Ausgangstext
====

Studentenverbindungen - Lohnt sich eine Mitgliedschaft?
von Diana, 12. August 2020
Diana, 12. August 2020
Man kennt sie vor allem aus den amerikanischen Filmen und belastet mit Unmengen an Klischees - die Studentenverbindung. Doch was hat es damit wirklich auf sich? Gibt es diese Zusammenschlüsse heute überhaupt noch? Und wie sieht es in Deutschland aus? Gibt es Studentenverbindungen auch hier bei uns und lohnt es sich, Mitglied zu werden? Wir haben es für dich herausgefunden!

====

Einträge
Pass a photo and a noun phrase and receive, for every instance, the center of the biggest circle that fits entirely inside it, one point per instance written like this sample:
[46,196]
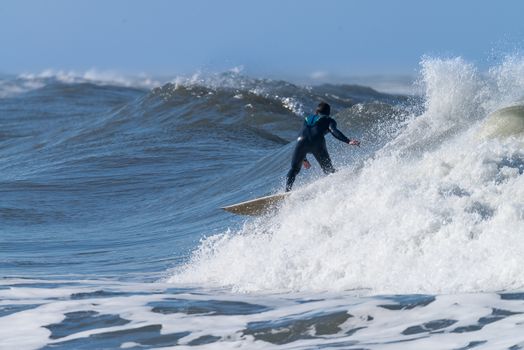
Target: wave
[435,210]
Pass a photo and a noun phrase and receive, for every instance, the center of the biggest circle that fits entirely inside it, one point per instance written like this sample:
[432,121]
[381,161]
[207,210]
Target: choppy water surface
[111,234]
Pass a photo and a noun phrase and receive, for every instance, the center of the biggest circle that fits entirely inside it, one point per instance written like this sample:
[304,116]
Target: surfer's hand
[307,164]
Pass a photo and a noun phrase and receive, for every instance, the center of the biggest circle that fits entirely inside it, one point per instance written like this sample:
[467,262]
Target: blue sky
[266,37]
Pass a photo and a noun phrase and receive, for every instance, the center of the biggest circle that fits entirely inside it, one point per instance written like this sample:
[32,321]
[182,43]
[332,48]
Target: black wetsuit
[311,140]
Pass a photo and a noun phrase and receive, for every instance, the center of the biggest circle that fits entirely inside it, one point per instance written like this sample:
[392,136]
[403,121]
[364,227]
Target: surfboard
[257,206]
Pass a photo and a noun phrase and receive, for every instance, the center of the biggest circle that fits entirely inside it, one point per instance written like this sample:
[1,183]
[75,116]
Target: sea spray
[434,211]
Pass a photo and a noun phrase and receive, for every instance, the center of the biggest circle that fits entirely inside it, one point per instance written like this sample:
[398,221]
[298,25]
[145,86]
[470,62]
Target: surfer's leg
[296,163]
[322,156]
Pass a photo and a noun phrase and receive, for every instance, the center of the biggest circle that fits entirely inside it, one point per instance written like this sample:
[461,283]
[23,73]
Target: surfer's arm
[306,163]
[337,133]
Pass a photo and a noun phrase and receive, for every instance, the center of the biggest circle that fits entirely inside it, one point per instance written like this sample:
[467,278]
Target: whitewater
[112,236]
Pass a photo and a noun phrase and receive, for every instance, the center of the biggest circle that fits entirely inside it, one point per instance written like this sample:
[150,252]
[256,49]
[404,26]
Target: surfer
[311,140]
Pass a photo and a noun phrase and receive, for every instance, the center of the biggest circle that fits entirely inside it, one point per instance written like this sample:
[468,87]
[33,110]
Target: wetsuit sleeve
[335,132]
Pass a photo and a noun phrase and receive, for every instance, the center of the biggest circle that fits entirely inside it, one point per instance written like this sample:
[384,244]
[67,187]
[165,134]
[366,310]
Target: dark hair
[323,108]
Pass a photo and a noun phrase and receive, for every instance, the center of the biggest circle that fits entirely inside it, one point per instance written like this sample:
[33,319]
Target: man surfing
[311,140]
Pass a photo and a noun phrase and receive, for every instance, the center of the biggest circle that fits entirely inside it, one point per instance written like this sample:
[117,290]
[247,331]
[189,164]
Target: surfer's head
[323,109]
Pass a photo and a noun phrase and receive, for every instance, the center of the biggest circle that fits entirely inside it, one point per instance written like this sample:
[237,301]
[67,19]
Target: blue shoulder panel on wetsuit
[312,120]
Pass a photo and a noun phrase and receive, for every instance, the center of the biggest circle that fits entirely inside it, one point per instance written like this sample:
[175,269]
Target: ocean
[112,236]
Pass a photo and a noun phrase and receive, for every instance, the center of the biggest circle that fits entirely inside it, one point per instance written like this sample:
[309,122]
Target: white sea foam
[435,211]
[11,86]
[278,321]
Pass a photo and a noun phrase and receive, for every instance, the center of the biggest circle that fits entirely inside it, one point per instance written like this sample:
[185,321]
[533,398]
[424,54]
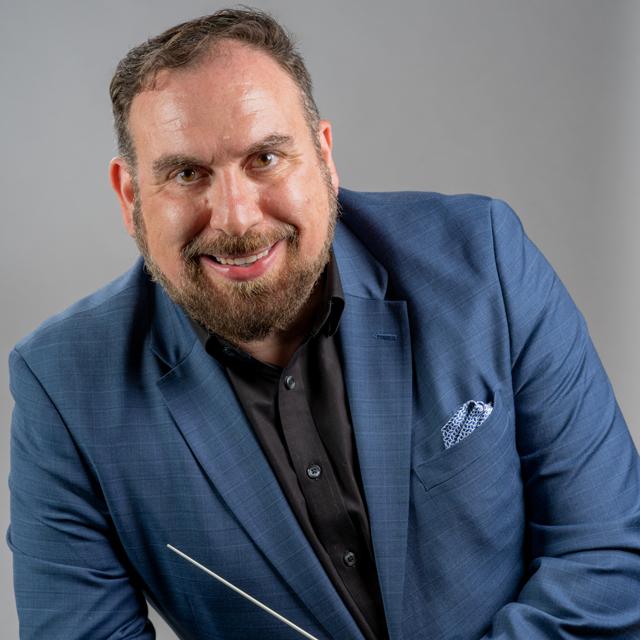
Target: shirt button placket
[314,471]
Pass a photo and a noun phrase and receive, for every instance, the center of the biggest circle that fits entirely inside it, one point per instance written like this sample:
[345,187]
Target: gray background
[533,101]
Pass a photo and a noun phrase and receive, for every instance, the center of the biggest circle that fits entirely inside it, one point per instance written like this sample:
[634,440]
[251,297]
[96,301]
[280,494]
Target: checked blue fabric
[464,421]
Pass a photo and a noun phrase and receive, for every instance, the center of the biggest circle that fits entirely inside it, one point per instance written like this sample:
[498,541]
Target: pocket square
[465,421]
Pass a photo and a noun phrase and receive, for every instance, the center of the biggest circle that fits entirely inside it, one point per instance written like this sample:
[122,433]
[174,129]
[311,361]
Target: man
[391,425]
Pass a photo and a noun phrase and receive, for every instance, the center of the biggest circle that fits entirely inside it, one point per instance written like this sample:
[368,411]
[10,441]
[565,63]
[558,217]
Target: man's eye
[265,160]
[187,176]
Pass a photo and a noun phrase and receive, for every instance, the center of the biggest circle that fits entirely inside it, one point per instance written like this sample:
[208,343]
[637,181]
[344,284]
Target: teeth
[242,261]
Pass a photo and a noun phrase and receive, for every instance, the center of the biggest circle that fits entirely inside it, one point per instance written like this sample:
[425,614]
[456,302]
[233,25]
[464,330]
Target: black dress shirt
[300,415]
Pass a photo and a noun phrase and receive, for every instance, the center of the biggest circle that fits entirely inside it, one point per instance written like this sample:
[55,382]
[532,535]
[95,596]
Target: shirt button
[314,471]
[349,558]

====

Zu bearbeitende Aufgabe
Gib die Passage des Ausgangstexts zwischen „von Diana, 12.“ und „für dich herausgefunden!“, beide einschließlich, wortgetreu zurück. Die Daten haben keinen Bezug zum Ausgangstext.

Lösung der Aufgabe
von Diana, 12. August 2020
Diana, 12. August 2020
Man kennt sie vor allem aus den amerikanischen Filmen und belastet mit Unmengen an Klischees - die Studentenverbindung. Doch was hat es damit wirklich auf sich? Gibt es diese Zusammenschlüsse heute überhaupt noch? Und wie sieht es in Deutschland aus? Gibt es Studentenverbindungen auch hier bei uns und lohnt es sich, Mitglied zu werden? Wir haben es für dich herausgefunden!